It is clear that the Minkowski metric \(g_{0,0}\), a stationary solution of the Einstein field equations, is a critical point in the phase space of the ADM Hamiltonian dynamical system. Similarly, it can be seen then that the Schwarzschild one-parameter family of solutions \(g_{M,0}\) is a compact invariant set and the Kerr two-parameter family of metrics \(g_{M,a}\) forms an even larger compact invariant set in phase space. Now, the results of Christodoulou and Klainerman [44] imply that the Minkowski solution is a dynamical (critical point) attractor in phase space and the results of Dafermos, Holzegel and Rodnianski [52] indicate that the Schwarzschild family of solutions is also an (compact invariant set) attractor in phase space. The basin of attraction of the Schwarzschild attractor remains to be completely characterized, and we make a restricted attempt to address this in Sect. 4.3. Now, we can express one of the most important aims of stability studies in general relativity, with significant implications for observational astrophysics, as being to show that the full Kerr family of solutions is an attractor, and a complete characterization of its basin of attraction will conclude a non-linear stability analysis of the Kerr family of spacetimes.

*REQUIRED TASK:* In the excerpt on stability in general relativity, whose results indicate that the Schwarzschild family of solutions is an attractor in phase space?

*DATA EXTRACT:*
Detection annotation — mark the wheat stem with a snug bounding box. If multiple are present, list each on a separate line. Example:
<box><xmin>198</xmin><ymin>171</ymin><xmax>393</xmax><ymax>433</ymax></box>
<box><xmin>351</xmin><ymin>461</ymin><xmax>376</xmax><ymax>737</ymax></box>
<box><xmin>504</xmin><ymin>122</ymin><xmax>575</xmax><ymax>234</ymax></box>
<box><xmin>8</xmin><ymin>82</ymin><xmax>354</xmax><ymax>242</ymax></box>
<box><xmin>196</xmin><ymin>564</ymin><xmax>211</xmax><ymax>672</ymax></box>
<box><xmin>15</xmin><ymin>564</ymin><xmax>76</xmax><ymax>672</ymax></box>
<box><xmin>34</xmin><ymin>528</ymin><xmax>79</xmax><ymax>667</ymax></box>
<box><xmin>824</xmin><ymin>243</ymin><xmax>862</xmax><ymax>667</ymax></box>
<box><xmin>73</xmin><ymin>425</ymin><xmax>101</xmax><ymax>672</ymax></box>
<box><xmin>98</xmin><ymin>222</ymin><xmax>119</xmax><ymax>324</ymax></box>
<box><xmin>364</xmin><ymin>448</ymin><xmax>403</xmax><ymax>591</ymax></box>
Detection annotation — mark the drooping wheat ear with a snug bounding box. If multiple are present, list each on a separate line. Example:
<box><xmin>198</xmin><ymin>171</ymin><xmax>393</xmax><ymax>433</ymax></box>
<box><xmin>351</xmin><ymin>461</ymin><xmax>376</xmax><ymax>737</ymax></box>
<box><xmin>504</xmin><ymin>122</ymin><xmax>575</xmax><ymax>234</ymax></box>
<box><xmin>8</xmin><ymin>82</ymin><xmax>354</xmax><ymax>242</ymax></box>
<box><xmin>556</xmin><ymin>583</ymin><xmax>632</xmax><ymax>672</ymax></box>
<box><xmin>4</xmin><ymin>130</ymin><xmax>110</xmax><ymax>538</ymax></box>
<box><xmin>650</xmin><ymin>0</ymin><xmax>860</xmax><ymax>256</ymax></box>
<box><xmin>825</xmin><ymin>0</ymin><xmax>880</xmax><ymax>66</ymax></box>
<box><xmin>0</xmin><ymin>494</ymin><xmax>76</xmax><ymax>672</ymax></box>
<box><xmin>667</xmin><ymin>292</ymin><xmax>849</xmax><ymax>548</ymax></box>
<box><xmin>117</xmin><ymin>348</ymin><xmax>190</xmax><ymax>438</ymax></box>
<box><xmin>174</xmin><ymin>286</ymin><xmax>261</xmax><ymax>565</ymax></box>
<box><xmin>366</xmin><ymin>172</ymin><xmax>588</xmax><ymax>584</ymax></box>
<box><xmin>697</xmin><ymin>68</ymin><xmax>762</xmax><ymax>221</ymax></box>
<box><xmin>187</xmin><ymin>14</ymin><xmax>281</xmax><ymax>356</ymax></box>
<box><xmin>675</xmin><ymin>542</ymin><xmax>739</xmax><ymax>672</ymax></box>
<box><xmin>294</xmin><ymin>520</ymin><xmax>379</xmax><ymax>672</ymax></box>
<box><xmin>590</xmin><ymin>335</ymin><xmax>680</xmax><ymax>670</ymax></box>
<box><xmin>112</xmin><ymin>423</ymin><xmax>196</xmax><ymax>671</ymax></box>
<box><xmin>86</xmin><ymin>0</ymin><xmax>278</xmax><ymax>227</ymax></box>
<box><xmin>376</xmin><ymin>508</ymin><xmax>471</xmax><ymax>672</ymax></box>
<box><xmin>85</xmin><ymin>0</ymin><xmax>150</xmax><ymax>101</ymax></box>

*COMPLETED EXERCISE:* Dafermos, Holzegel and Rodnianski